*** Block opens ***
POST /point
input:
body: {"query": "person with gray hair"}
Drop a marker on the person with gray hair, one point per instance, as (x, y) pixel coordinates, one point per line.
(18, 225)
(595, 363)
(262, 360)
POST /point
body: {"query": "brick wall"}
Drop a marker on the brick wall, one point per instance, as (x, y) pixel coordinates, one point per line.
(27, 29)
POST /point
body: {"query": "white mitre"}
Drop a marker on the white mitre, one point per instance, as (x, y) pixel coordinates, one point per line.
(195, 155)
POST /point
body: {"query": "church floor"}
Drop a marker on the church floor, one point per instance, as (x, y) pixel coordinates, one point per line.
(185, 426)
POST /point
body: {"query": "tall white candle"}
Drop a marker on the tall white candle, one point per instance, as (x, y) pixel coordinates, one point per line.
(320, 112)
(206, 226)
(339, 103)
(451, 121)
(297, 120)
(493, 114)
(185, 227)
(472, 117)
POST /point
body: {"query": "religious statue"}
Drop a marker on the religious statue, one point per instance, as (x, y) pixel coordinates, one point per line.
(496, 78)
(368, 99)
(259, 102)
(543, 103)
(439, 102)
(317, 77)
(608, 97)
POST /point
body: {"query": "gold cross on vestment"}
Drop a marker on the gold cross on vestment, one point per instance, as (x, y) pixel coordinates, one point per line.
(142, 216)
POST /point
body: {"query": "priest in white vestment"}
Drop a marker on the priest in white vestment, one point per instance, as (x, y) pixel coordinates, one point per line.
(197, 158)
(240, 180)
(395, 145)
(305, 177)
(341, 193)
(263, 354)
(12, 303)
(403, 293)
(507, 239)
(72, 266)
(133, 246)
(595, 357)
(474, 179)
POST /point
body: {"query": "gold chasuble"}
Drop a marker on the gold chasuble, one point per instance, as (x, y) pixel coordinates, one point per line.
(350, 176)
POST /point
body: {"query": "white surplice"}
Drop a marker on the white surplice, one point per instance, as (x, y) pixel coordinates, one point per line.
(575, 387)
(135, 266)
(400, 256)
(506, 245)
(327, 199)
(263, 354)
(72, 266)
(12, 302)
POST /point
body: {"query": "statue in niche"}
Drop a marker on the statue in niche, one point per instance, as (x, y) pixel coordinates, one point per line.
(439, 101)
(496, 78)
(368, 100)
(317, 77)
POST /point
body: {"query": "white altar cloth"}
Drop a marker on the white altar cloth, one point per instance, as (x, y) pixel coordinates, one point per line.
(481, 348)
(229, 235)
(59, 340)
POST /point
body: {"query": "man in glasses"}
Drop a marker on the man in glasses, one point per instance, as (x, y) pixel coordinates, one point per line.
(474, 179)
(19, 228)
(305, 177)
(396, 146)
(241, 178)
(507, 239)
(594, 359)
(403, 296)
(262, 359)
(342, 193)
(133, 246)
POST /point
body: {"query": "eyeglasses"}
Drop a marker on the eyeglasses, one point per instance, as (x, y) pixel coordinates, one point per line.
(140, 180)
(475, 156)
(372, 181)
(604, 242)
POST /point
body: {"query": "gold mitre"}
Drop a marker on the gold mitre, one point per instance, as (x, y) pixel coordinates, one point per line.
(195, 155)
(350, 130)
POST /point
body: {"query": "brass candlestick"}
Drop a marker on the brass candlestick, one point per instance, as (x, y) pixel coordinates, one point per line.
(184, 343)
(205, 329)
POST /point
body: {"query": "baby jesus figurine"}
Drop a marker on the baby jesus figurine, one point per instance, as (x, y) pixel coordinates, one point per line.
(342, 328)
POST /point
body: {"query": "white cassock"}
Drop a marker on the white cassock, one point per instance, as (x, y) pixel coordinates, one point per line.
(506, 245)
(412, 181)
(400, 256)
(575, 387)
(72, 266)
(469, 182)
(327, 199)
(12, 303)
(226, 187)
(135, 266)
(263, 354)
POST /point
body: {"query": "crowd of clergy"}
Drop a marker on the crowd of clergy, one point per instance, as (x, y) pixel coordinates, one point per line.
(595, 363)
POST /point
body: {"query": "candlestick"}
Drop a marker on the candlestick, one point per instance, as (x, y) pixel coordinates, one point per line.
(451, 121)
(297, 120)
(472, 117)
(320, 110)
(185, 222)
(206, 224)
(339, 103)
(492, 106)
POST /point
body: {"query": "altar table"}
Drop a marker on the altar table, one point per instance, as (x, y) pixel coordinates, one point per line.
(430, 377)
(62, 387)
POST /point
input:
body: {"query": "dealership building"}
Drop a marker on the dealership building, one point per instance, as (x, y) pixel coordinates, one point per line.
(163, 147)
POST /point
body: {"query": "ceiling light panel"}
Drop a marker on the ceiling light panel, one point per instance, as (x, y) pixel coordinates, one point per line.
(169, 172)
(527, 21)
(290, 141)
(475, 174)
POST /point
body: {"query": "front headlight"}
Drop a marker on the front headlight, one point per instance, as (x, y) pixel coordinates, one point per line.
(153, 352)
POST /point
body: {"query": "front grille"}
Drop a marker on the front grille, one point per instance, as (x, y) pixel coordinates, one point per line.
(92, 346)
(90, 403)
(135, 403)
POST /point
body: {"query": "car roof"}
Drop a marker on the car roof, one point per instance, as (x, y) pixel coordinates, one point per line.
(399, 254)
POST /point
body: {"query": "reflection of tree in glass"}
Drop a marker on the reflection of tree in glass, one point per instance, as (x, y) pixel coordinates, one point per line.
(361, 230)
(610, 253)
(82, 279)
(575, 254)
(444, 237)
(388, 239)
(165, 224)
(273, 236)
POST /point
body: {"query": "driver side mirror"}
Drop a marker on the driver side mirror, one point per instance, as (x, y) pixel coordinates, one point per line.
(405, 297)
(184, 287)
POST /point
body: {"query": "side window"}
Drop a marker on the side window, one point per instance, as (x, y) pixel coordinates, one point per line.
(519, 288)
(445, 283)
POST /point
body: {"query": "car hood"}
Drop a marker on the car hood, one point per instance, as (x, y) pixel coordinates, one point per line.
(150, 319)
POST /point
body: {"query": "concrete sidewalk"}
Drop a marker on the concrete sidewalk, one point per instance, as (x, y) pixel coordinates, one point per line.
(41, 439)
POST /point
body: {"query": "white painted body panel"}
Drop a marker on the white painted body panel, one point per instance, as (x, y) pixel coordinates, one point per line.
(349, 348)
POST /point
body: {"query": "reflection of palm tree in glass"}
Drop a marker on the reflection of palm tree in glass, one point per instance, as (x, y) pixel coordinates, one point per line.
*** Block closes ***
■ **WORK INSTRUCTION**: Scan the entries above for the string "palm", and copy every line where it turns up.

■ **EXERCISE ANSWER**:
body: {"query": "reflection of palm tree in glass"}
Drop a marker on the reflection of palm tree in glass, one point per instance, as (x, y) pixel coordinates, one point per line.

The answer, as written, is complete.